PEMELIHARAAN ANAK DALAM ISLAM






A    Latar Belakang Masalah
Seorang anak pada permulaan hidupnya sampai umur tertentu memerlukan orang lain dalam kehidupannya, baik dalam pengaturan fisiknya maupun dalam pembentukan akhlaknya. Untuk mencapai hak tersebut diperlukan peran dan tanggung jawab kedua orang tua karena pada dasarnya mereka yang sanagat menetukan tumbuh dan kembangnya seorang anak.
Adapun begitu pentingnya hadhanah bagi seorang anak diperlukan rasa peduli dan tanggung jawab dari kedua orang tua. Jalinan kerja sama antara keduanya hanya akan bisa terwujud selama kedua orang tua itu masih tetap dalam hubungan suami istri. Dalam suasana demikian walaupun tugas hadhanah akan lebih banyak dari ibu, namun peran ayah tidak dapat di abaikan, baik dalam memenuhi segala kebutuhan yang diperlukan selama hadhanah, maupun dalam menciptakan suasana damai dalam rumah tangga dimana anak tersubut bisa tumbuh dengan baik.
Harapan diatas tidak terwujud, apabila terjadi perceraian orang tuanya. Perceraian bisa menjadi malapetakan dan bahkan membawa kepada penelantaran si anak. Disaat itu seorang anak tidak mendapatkan lagi ni’mat kasih sayang dari kedua orang tuanya. Padahal, kasih sayang adalah merupakan unsur yang paling penting dalam pertumbuhan seorang anak
B. Rumusan Masalah
Berdasarkan latar belakang diatas, maka dalam makalah ini akan dibahas beberapa permasalahan sebagai berikut:
1. bagaimana islam memandang Hadhanah ?
2. bagaimana penerapan Qaid dalam hadhanah ?
C. Tujuan Penelitian
Dari rumusan masalah yang telah dipaparkan, gambaran secara umum penelitian ini bertujuan :
1. Untuk menjelaskan Hadhanah dalam Islam
2. Untuk menjelaskan Penerapan Kaidah Fiqih dalam Hadhanah
D. Manfaat Penulisan
            Penulisan ini diharapkan mampu memberikan sumbangan keilmuan dalam bidang ini. Agar hasil penulisan ini betul-betul jelas dan berguna untuk perkembangan ilmu pengetahuan.

★ ★ ★

Instruksi Tertulis A: Sebutkan semua judul bagian yang diberi huruf dalam makalah tentang pemeliharaan anak di atas.
Makalah tentang pemeliharaan anak di atas tidak ada hubungannya dengan entri yang menyusul.

★ ★ ★

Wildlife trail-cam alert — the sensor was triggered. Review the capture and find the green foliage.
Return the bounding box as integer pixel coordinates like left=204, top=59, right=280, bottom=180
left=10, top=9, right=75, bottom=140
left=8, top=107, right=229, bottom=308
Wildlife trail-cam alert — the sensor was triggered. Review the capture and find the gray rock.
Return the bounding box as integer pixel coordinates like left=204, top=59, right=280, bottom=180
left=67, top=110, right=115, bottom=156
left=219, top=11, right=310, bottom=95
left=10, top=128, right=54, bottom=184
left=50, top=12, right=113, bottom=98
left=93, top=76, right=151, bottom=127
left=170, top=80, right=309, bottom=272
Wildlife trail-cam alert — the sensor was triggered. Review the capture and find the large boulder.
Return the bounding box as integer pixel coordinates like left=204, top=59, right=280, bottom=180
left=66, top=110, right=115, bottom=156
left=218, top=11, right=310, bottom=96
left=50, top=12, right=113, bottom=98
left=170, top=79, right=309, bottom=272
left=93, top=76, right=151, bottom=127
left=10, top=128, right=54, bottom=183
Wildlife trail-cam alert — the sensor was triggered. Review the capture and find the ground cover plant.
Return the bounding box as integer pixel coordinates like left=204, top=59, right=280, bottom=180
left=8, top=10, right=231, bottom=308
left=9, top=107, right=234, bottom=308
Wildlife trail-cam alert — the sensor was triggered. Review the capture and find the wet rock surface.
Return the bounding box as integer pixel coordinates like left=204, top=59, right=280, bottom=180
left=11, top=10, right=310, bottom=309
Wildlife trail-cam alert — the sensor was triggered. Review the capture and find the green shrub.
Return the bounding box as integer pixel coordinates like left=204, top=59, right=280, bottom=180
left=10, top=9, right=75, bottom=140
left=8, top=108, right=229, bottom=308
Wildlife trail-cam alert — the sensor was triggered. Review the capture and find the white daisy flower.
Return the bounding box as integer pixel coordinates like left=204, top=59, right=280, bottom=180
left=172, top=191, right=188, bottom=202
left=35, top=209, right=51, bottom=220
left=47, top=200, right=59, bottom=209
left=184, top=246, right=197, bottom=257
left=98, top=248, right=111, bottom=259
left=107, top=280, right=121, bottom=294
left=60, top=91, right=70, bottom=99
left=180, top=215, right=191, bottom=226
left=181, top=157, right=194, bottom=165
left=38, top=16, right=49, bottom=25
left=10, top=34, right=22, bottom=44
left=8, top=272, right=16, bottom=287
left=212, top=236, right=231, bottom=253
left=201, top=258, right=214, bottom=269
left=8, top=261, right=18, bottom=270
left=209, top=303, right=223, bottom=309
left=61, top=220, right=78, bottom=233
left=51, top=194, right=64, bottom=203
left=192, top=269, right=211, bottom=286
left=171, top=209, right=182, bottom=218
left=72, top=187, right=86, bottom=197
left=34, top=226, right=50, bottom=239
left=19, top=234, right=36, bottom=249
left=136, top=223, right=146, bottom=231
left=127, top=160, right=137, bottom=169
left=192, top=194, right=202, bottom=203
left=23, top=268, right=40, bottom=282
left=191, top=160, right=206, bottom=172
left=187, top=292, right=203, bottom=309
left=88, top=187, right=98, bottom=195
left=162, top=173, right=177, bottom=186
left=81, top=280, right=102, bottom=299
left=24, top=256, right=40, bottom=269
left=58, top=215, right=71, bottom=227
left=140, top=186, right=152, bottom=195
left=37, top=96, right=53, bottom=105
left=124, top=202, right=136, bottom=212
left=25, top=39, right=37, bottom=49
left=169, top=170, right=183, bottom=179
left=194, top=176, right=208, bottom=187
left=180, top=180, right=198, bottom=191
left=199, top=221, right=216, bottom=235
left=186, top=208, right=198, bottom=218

★ ★ ★

Instruksi Tertulis B: Sajikan bagian entri yang dimulai dari baris pertama entri dan diakhiri dengan baris yang memuat "left=170, top=80, right=309, bottom=272" sebagai tabel Markdown dengan kolom No dan Baris, tanpa menyertakan baris kosong.

Jawaban A:
- Latar Belakang Masalah
- Rumusan Masalah
- Tujuan Penelitian
- Manfaat Penulisan

Jawaban B:
| No | Baris |
|---|---|
| 1 | Wildlife trail-cam alert — the sensor was triggered. Review the capture and find the green foliage. |
| 2 | Return the bounding box as integer pixel coordinates like left=204, top=59, right=280, bottom=180 |
| 3 | left=10, top=9, right=75, bottom=140 |
| 4 | left=8, top=107, right=229, bottom=308 |
| 5 | Wildlife trail-cam alert — the sensor was triggered. Review the capture and find the gray rock. |
| 6 | Return the bounding box as integer pixel coordinates like left=204, top=59, right=280, bottom=180 |
| 7 | left=67, top=110, right=115, bottom=156 |
| 8 | left=219, top=11, right=310, bottom=95 |
| 9 | left=10, top=128, right=54, bottom=184 |
| 10 | left=50, top=12, right=113, bottom=98 |
| 11 | left=93, top=76, right=151, bottom=127 |
| 12 | left=170, top=80, right=309, bottom=272 |